● **Problem requirements**: Print the records below exactly as they are, from the line containing "of the human" through the end of the records, both ends included.

>>>

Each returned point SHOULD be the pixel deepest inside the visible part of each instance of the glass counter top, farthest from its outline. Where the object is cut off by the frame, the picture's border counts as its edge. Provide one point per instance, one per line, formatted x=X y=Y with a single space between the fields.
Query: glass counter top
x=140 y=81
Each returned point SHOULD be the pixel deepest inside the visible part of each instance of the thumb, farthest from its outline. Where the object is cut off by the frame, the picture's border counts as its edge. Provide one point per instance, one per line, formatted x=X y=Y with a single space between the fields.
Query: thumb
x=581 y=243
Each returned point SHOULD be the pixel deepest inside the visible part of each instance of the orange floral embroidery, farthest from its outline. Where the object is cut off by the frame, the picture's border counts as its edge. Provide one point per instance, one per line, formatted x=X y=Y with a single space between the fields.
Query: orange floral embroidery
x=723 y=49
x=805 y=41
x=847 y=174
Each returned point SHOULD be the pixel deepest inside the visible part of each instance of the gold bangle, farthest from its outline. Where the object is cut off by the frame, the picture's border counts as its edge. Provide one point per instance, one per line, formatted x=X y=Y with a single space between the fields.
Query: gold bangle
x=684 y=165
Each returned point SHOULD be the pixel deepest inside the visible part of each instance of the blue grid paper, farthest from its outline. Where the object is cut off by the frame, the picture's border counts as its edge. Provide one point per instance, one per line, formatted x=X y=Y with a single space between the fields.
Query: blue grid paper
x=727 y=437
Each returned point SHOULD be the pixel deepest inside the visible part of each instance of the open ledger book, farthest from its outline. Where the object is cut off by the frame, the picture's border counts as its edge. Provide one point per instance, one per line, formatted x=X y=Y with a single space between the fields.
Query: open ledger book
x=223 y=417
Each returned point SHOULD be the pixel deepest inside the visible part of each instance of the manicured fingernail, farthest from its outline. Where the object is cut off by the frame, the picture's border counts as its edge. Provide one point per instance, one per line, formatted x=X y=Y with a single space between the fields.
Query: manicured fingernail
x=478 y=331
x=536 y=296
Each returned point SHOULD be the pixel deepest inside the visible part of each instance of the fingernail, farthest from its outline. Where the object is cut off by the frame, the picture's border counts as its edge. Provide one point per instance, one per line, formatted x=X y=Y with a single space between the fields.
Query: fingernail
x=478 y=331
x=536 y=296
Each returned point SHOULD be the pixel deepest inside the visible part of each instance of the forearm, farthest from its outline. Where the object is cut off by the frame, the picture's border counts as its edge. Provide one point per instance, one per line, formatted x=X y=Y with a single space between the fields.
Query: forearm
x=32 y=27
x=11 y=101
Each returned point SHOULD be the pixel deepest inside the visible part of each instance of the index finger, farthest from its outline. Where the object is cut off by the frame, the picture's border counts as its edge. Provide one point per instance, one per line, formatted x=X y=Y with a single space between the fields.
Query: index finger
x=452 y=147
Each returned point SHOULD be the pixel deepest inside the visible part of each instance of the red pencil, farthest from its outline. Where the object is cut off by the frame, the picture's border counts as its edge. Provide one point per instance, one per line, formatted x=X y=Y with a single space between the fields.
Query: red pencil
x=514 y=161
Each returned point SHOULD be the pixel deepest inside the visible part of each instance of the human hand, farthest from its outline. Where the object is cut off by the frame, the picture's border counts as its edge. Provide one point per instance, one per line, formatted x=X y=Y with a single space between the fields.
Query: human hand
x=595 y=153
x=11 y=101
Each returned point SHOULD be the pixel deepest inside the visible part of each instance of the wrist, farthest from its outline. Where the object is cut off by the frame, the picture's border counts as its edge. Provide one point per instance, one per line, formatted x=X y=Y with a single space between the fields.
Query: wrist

<<<

● **Expected answer**:
Each returned point SHOULD be the pixel deepest inside the visible part of each instance of the human hand, farthest from its outline. Where the object is cut off by the frame, the picture's border counts as its edge. Provide one point per instance, one per line, formatted x=X y=Y with a single space between the fields.
Query: human hand
x=595 y=153
x=11 y=101
Each returned point SHOULD be the pixel deepest inside the visible part of each instance of the wrist, farthest from its outline. Where the object is cut off by the frame, the picture's border counts as its edge. Provide one point per instance, one per line, formatted x=X y=Y with a single space between the fields.
Query: wrist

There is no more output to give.